Excerpted passage:

In days gone by, having a great product or service, solid marketing and a recognisable brand was good enough. But now, people also want to know what you believe in. And if it’s not something favourable, well, trouble is a-brewing. The public can turn against you in the blink of an eye.
Buyers truly care about what your brand supports. The 2017 Edelman report Beyond No Brand’s Land uncovered some eye-opening findings:
- 30 per cent of consumers say they made belief-driven purchase decisions more often than just three years ago.
- 60 per cent of millennials are belief-driven buyers, followed by gen X at 51 per cent.
- Don’t make the mistake of assuming these are low-income-earning ‘youngsters’. The top quarter of earners over-index as being belief-driven buyers.
- It’s a worldwide trend. In fact, a larger percentage of people from China and India say they are belief-driven than people in France and the US.
- Half of all respondents said brands could do more to solve social troubles than governments could.
It goes further than a mere private opinion. Consumers will, in fact, make a buying decision off the back of their beliefs, so these opinions can hit your bottom dollar with ferocity. Nielsen conducted a survey and found more than 50 per cent of people are influenced by social-conscience and sustainability options touted by companies. This includes a company using fresh, natural or organic ingredients, whether the products are environmentally-friendly and whether the company is committed to social values.
And does your political leaning make a difference? Yes. A Sprout Social study found left-leaning people were more likely than right-leaners to want brands to take a stand. This is nowhere more blindingly obvious than when brands and public figures declare support (and sometimes their distaste) for US President Donald Trump. The backlash has typically been both swift and brutal.
With this in mind, it’s important you know your audience. If you are going to make a stand, you must carefully craft the key messaging and the content marketing strategy.
The tale of two brands
The same-sex marriage debate is a good example of how quickly public opinion can turn, depending on how your brand responds to a cause.

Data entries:
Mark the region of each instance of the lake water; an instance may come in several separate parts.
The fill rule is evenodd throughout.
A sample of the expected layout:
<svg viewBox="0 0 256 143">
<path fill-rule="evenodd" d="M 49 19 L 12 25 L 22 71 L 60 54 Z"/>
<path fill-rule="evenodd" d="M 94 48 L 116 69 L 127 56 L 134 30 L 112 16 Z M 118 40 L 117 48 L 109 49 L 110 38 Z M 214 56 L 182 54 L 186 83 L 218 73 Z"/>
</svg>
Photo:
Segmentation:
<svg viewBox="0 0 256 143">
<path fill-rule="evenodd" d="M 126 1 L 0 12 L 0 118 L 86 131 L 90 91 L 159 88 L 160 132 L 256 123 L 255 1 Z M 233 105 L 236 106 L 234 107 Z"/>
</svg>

Request A:
Copy the passage of the article on belief-driven buyers from "Buyers truly care" to "being belief-driven buyers.".
Request B:
In the article on belief-driven buyers, what did the Sprout Social study find about left-leaning people?
The rows were taken from a different source than the article.

Output A:
Buyers truly care about what your brand supports. The 2017 Edelman report Beyond No Brand’s Land uncovered some eye-opening findings:
- 30 per cent of consumers say they made belief-driven purchase decisions more often than just three years ago.
- 60 per cent of millennials are belief-driven buyers, followed by gen X at 51 per cent.
- Don’t make the mistake of assuming these are low-income-earning ‘youngsters’. The top quarter of earners over-index as being belief-driven buyers.

Output B:
They were more likely than right-leaners to want brands to take a stand.